▶ Exercise goal:
Copy every row below verbatim, line for line. Leave out the images.

▶ Exercise inputs:
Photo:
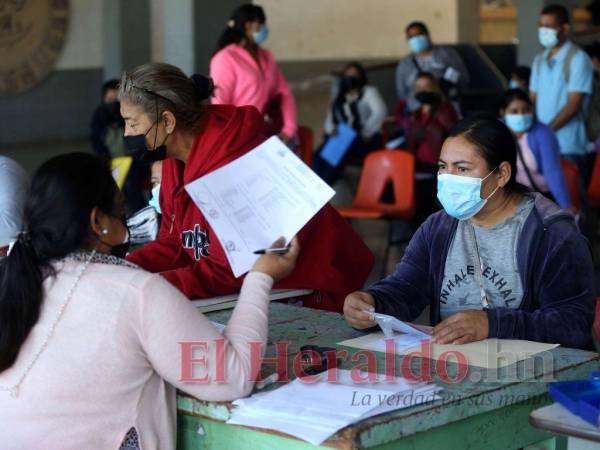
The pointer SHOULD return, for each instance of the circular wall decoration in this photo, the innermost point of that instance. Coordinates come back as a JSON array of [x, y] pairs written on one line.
[[32, 35]]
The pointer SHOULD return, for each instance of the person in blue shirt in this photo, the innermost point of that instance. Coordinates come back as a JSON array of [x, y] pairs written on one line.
[[497, 262], [560, 87], [538, 158]]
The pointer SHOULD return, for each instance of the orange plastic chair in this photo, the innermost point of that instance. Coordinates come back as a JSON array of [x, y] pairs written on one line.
[[306, 144], [594, 187], [572, 178], [381, 168]]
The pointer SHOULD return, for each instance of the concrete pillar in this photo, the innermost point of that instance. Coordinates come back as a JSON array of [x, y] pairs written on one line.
[[467, 14], [126, 35], [173, 33]]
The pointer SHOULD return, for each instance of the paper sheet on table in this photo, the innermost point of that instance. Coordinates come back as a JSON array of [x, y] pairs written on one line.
[[315, 411], [266, 194], [489, 353], [337, 146]]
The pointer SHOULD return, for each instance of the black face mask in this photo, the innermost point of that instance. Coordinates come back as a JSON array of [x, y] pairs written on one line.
[[120, 250], [427, 98], [137, 145], [349, 83]]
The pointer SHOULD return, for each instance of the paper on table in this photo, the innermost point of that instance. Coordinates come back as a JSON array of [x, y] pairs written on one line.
[[489, 353], [315, 411], [229, 301], [388, 323], [266, 194]]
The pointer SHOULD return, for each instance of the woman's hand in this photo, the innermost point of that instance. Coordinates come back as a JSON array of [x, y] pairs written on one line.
[[356, 306], [278, 266], [461, 328]]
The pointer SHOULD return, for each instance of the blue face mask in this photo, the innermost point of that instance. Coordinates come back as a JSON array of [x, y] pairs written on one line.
[[519, 123], [461, 196], [548, 37], [514, 84], [261, 35], [418, 43], [154, 199]]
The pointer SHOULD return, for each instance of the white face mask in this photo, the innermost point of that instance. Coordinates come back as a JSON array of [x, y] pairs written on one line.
[[461, 196], [548, 37]]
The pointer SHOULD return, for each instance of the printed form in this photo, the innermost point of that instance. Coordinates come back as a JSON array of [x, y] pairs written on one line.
[[251, 202]]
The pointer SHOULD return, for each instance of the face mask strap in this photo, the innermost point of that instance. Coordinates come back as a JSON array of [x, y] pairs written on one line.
[[497, 187]]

▶ Task solution:
Photo:
The pointer SHOULD return, for each instance of the circular wall decoration in this photo, the innermost point of that instance. Coordinates come back as a JSON array of [x, y] pairs written on one line.
[[32, 35]]
The pointer SHOULD return, for each instance of the person in blue shirt in this photo, the innermost point of that instance. Coordinates come back as a JSON array of [x, y] pairs written on one line.
[[497, 262], [560, 87], [538, 158]]
The pointer SHOULD return, for each instance of the orange plastic chair in this photo, the innermost point of that instance. Coordinates come back as a JSON array of [x, y] pairs written on one line.
[[306, 144], [594, 187], [572, 178], [381, 168]]
The pointer SHOULD return, for each instance of the concrete pillar in this photo, the innermost point of that instance. Coordinates come back as a JSON array of [x, y] pairs written on one line.
[[467, 14], [126, 35], [173, 33]]
The pointer SHOULD return, for each instance of the paper sheet on table in this photo, the innermost point of that instance. Coordinates come back as a JSON array of [x, y] pairs written on one line.
[[315, 411], [266, 194], [489, 353], [337, 146]]
The pointer SHOULD return, for each instance of the black face mask in this photo, the innermost point of that instance. Coordinates come back as a JSON array of [x, y] pairs written on one line.
[[120, 250], [427, 98], [137, 145], [349, 83]]
The pointer SHOULD return, for each instance of the paper on table in this photo, the innermost point of that instance. Coordinates come back as a JSON array of [x, y] pairs written on one line.
[[489, 353], [315, 411], [229, 301], [388, 323], [266, 194]]
The pointer SHOULD return, for each instance of the woman's hand in this photo, the innermost point of that instance. Coordinates come back as a JSON array of [x, y] pairs written on one line.
[[356, 306], [278, 266], [461, 328]]
The pointer SHOULD return, for each instance of the blue face mask in this photo, the innermost point of that instance. Coordinates come back as a JSON array of [x, y] pairs written on one line.
[[519, 123], [461, 196], [548, 37], [514, 84], [261, 35], [418, 43], [154, 199]]
The pointer SHOULD return, for each instance of the white face mask in this photo, the innermost point of that instance. Coordinates come back as a JSON array of [x, y] pairs written on one line.
[[461, 196], [548, 37]]
The pointer SHOULD return, for each instance of the printed form in this photo, the innermost point of that instance. Coordinates come back as a JSON array of [x, y] pairs written on one line.
[[251, 202]]
The pointer SHOULD return, for each instance of the face mask strap in this photo, the innermost point of that instance. Coordinates come back as a JSON array of [x, y] pairs written on one line.
[[497, 187]]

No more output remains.